### Excerpted passage
■ ■ ■ ■ ■ ■ ■
Exploring Collatz Dynamics with Human-LLM Collaboration

📝 Paper Summary

Human-AI Collaboration Mathematical Discovery

A human-LLM partnership uncovers structural properties of the Collatz map—specifically modular scrambling and burst-gap decomposition—establishing a conditional convergence framework based on orbit equidistribution.

Core Problem

The Collatz conjecture remains unproven because translating statistical behavior (like negative average drift) into pointwise guarantees for every orbit is mathematically difficult.

Why it matters:

The conjecture is a central unsolved problem in number theory illustrating the gap between probabilistic heuristics and deterministic proofs
Standard probabilistic models suggest convergence but fail to rule out rare divergent trajectories (the 'pointwise barrier')

Concrete Example: Previous approaches like Tao's prove 'almost all' orbits are bounded, but cannot handle specific worst-case scenarios. This paper's framework attempts to bridge this by decomposing orbits into 'bursts' (growth) and 'gaps' (decay) and proving structural limits on their lengths.

Key Novelty

Burst-Gap Decomposition with Modular Scrambling

Decomposes Collatz orbits into alternating phases: 'bursts' (multiplicative growth) and 'gaps' (division by two)
Proves a '1/4 Persistent-Transition Law': exactly 25% of trajectories in a 'persistent' (growth) state remain persistent in the next step, forcing frequent exits to 'safe' (decay) states
Uses LLMs not just for writing, but for large-scale symbolic exploration and verification of modular arithmetic properties

Evaluation Highlights

Proved the '1/4 Persistent-Transition Law': exactly 25% of lifts from a persistent state remain persistent, implying strict orbit contraction under equidistribution
Corrected a false initial hypothesis (that all gaps have length 1) by finding counterexamples like orbit n=3 (gap length 2) via computational verification
Established that gap lengths follow a Geometric(1/2) distribution with expected length 2 under the modular model

Breakthrough Assessment

4/10

While it does not prove the conjecture, it offers a novel structural decomposition and rigorous modular proofs. It significantly demonstrates the utility of Human-LLM collaboration in mathematical discovery.

⚙️ Technical Details

Problem Definition

Setting: Dynamical systems analysis of the Collatz map C(n) and Syracuse map T(n) on positive odd integers

Inputs: Positive integer n

Outputs: Sequence of iterates (orbit) eventually reaching the cycle 1-4-2-1

Pipeline Flow

Human researcher directs conceptual structure
LLM performs large-scale computational exploration
LLM assists in symbolic manipulation and proof verification
Joint synthesis of structural lemmas (e.g., Persistent Exit Lemma)
■ ■ ■ ■ ■ ■ ■
### Source material
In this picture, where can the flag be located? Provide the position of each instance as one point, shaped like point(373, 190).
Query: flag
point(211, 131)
■ ■ ■ ■ ■ ■ ■
### Problems to solve
- a) In the Collatz paper summary, swap "Collatz" for "Syracuse" throughout the part starting with "Exploring Collatz Dynamics" and going on through "is mathematically difficult.", then give that part again.
- b) Answer these questions from the Collatz paper summary:
(i) What breakthrough score does the summary give?
(ii) Under the modular model, what is the expected gap length?
(iii) Which orbit served as a counterexample to the hypothesis that all gaps have length 1, and what gap length did it have?
- c) Continue the Collatz paper summary after its last line.

### Responses for each task
- a)
Exploring Syracuse Dynamics with Human-LLM Collaboration

📝 Paper Summary

Human-AI Collaboration Mathematical Discovery

A human-LLM partnership uncovers structural properties of the Syracuse map—specifically modular scrambling and burst-gap decomposition—establishing a conditional convergence framework based on orbit equidistribution.

Core Problem

The Syracuse conjecture remains unproven because translating statistical behavior (like negative average drift) into pointwise guarantees for every orbit is mathematically difficult.

- b)
(i) 4/10
(ii) 2
(iii) The orbit n=3, with gap length 2

- c)
System Modules

Human Researcher

Conceptual direction, hypothesis formulation, and final proof assembly

Model or implementation: Human

LLM Assistant

Computational verification, symbolic algebra, and counterexample search

Model or implementation: Not explicitly named in paper

Novel Architectural Elements

Iterative Human-LLM feedback loop for mathematical discovery: Human proposes structure -> LLM tests/verifies -> Human refines -> LLM formalizes

Limitations

The convergence framework remains conditional; the key Orbit Equidistribution Hypothesis is unproven
Hypothesis A (Mean Gap Bound) and Hypothesis B (Mean Burst Bound) are suggested by heuristics but not proven for every orbit
The framework is exploratory and does not constitute a complete reduction of the Collatz problem

Reproducibility

The paper documents the methodology of Human-LLM collaboration but does not provide a code repository or specific model weights/prompts. The mathematical results are rigorous proofs contained within the text.

📊 Experiments & Results

Evaluation Setup

Theoretical proofs supported by computational verification of Collatz orbits

Benchmarks:

Collatz Orbits (Number Theoretic Dynamics)

Metrics:

Persistent-to-persistent transition probability
Expected burst length
Expected gap length
Drift (logarithmic change in value)
Statistical methodology: Exact probabilistic derivation over modular residue classes (not empirical sampling)

Key Results

Benchmark	Metric	Baseline	This Paper	Δ
Structural results derived via modular arithmetic proofs, establishing the parameters of the burst-gap model.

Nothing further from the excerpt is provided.